▸ SELECTED EXTRACT:
========================================

SAD TIGER, by Neige Sinno; translated by Natasha Lehrer
In December of last year, a court in Avignon, France, found 51 men guilty of raping 72-year-old Gisèle Pelicot, including her husband of 50 years, who repeatedly drugged and assaulted her, invited other men to join him and filmed their abuse. He was given the maximum sentence of 20 years in prison, and Pelicot emerged from the four-month trial, whose proceedings were open to the public, a feminist hero.
“All the women on Earth support you,” one sign outside the courtroom read. She became one of Time magazine’s Women of the Year.
Twenty-four years earlier, another French court, this one in Grenoble, found a different man guilty of systematically raping a member of his family, this time his stepdaughter, from when she was around 7 into her teens. Sentenced to nine years in a penitentiary on a nature reserve in Corsica, he served only five.
At the time, the plaintiff, 23-year-old Neige Sinno, was not celebrated for making his crimes public, for protecting others, including her younger siblings, from her stepfather’s violence. Instead, she was made a pariah in her hometown.
“You have looked evil in the eye,” Sinno writes in “Sad Tiger,” her achingly vivid, cerebral memoir of her abuse and its long aftermath, “and now no one can look at you.”
First published in France in 2023, where it won multiple awards including the Le Monde Literary Prize, the Prix Femina and the Goncourt des Lycéens, “Sad Tiger” eschews the 10-foot pole for the scalpel, approaching the subjects of pedophilia and incest with the determined curiosity of a forensic pathologist. Sinno dissects not only her own memories and their impact on the ensuing decades of her life but also the perspective of her abuser.

========================================

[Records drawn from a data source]

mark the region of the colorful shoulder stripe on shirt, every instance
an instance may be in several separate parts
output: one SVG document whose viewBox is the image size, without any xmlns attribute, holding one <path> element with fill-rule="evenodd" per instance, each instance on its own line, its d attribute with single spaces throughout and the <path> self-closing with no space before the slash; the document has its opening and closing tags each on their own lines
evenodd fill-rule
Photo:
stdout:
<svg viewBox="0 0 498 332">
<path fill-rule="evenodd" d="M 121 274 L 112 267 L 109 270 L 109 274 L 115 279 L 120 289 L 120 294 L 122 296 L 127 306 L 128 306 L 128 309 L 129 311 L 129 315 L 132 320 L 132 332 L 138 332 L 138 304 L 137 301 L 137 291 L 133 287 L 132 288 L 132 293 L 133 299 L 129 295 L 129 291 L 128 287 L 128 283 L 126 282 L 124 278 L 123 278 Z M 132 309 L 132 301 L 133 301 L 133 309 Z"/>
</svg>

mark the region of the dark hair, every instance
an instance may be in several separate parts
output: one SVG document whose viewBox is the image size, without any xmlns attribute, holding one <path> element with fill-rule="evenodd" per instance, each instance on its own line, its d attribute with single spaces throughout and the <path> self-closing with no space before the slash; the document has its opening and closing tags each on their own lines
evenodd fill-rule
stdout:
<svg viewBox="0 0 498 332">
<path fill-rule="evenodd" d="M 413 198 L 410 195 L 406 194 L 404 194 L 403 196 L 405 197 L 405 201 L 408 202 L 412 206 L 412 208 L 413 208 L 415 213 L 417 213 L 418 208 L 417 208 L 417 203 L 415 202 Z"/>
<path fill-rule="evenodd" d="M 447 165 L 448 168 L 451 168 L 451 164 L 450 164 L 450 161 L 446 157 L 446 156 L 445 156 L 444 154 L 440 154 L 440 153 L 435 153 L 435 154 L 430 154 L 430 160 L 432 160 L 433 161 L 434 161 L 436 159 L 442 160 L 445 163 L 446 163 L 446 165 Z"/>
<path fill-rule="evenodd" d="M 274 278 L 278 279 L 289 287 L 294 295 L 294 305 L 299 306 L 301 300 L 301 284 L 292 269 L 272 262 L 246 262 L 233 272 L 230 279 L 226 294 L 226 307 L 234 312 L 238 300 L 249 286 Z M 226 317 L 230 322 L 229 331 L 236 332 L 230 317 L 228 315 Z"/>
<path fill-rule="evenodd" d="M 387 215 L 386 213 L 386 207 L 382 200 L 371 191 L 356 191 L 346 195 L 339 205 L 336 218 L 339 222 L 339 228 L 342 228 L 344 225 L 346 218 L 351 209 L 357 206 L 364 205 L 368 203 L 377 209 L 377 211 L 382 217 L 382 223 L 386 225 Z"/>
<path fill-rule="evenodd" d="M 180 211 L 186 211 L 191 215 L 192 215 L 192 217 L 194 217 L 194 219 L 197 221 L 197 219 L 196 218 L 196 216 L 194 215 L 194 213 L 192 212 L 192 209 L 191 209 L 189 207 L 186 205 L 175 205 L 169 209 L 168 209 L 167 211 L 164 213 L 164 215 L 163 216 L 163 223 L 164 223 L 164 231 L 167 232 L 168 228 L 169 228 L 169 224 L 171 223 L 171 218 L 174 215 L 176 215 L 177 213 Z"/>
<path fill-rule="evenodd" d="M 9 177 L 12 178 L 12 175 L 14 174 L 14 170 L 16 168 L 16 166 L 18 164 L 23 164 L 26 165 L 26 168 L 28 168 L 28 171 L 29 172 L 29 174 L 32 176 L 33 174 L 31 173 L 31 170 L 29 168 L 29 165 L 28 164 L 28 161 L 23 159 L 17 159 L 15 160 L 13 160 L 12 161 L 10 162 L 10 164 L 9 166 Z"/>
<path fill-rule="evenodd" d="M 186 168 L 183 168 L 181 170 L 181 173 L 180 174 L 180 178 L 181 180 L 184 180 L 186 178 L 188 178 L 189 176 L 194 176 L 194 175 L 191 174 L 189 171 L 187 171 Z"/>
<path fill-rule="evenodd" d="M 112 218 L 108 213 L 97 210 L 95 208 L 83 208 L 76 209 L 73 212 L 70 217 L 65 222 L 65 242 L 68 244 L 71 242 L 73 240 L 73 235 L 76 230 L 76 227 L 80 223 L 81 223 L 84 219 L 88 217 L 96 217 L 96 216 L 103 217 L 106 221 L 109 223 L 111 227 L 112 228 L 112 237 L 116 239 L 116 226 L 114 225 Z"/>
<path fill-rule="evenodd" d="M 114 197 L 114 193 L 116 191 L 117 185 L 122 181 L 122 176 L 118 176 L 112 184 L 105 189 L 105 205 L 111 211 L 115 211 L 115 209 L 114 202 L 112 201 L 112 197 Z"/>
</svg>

========================================

▸ EXERCISE REQUIREMENTS:
1) According to the review of “Sad Tiger,” how many years of his nine-year sentence did Sinno's stepfather serve?
2) Carry on the review of “Sad Tiger” from the point where it stops.
The listing has no connection to the review of “Sad Tiger.”

▸ RESPONSE LIST:
1) He served only five years.

2)
“Because for me too,” she begins the book, in medias res, as if in the middle of a thought without beginning or end, “when it comes down to it, the thing that’s most interesting is what’s going on in the perpetrator’s head.” She continues,
Being in a room alone with a 7-year-old child, getting an erection from imagining what’s about to happen. Saying the words to make the child come closer … coaxing the child to open wide. That is fascinating. It is beyond comprehension. And after it’s over getting dressed, going back to family life as if nothing has happened. And once the madness has taken hold, doing it again, doing it again and again, for years.
From there the narrative doesn’t so much flow as spiral, moving circuitously, disjointedly, between her early childhood as the elder of two daughters of “rural hippies” in the Alps; to her mother’s later marriage to a mountaineer with whom she has two more children and moves into the basement of a dilapidated farmhouse they hoped but could never afford to fix up; to Sinno’s adult life in Michoacán, Mexico, where she and her partner raised a daughter of their own; to her concerning adolescent affairs with much older men; to the great volume of literary knowledge she has accumulated over decades as a scholar and fiction writer.
These analyses — of “Lolita,” of course, and “The Bluest Eye”; but also the less obvious “Tomb Song,” by Julián Herbert, Mary Gaitskill’s story “The Other Place,” Virginia Woolf’s autobiographical “Moments of Being,” Margaux Fragoso’s “Tiger, Tiger,” from which the book takes its title — are not digressions from her narrative, but the meat of it. Humbert Humbert’s first-person delusion that it is the 12-year-old who seduces him echoes Sinno’s stepfather’s own “framing of consent,” she writes. “You like that, don’t you? You like that, yes, yes you do, you really like it.”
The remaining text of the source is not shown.